Provided passage:
Start of Block
A ten-year-old friend recommended the Alex Ryder series, by Anthony Horowitz, and I did look at them but I think Primo is still a wee little bit too young for them just yet.

He also proudly showed off his Pokemon Pokedex, and now Primo wants one, too. Because that boy is digging Pokemon these days, and he loves nothing more than memorizing statistics. He reads the sports page every single blessed morning, and can rattle off batting averages, point totals, plus-minuses, and possibly even, who the hell knows, over-unders. I think nothing would delight him more than becoming a repository of useless Pokemon information.

Public schools wrap up Tuesday, and I am already fearing trying to keep that boy in books this summer.
End of Block
Tasks to carry out:
A) In the passage about Primo's reading, what does Primo read every single morning?
B) Extend the passage about Primo's reading from the point where it stops.
The lines that come after this passage have no connection to it.

Given material:
Start of Block
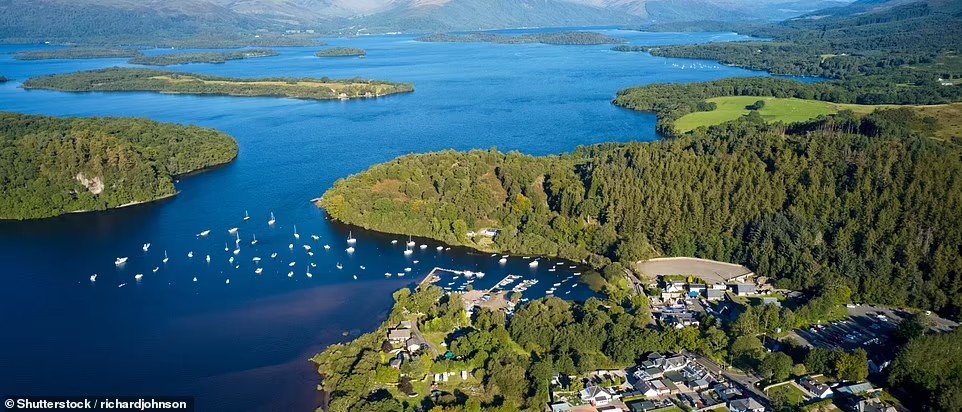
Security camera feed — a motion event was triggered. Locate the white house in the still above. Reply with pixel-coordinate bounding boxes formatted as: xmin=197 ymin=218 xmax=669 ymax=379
xmin=581 ymin=386 xmax=612 ymax=407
End of Block
Answers by item:
A) He reads the sports page.

B)
Yesterday I began Betty MacDonald’s The Plague and I, a rollicking account of her year in a tuberculosis sanatorium. No, seriously, I do have to admit, probably only MacDonald could make this a good read. I mean, she made life on a chicken farm hilarious in The Egg and I so who was I to doubt? I have coupled it with a serious attempt to finish Clare Clarke’s The Great Stink because the reviews were so good, and the writing is so evocative. But that’s sort of the problem. It’s a book about the engineering and building of London’s sewer system – and even I, the great iron-stomached one, am finding it tough to read it while eating, which is my favorite way to read.

So I am off for my lunch hour – to read about TB or read about sewage. Tough call.


Anonymous said...

I read The Egg and I when dinosaurs roamed the earth. My parents had it on their bookshelf - not sure who bought it - next to the Reader Digest Condensed Books. I couldn't get enough of it and I think it's responsible for my obsession with "Books on The Farm/Renovating Old House/Moving to a Foreign Country/etcetera. I had no idea she had another book so now I'm off to find the TB book.

Kathy said...

I'd go with TB -- in fact, I may have to see if we have that book.

Bybee said...

I always wondered what The Plague And I was about. Thanks!

TLB said...

I wonder if Primo might like The Dark is Rising series. So excellent. Though it might be a little dark still if he's on the young side. (I don't remember how old he is. Bad blog friend! Bad!)

Iamthebookworm said...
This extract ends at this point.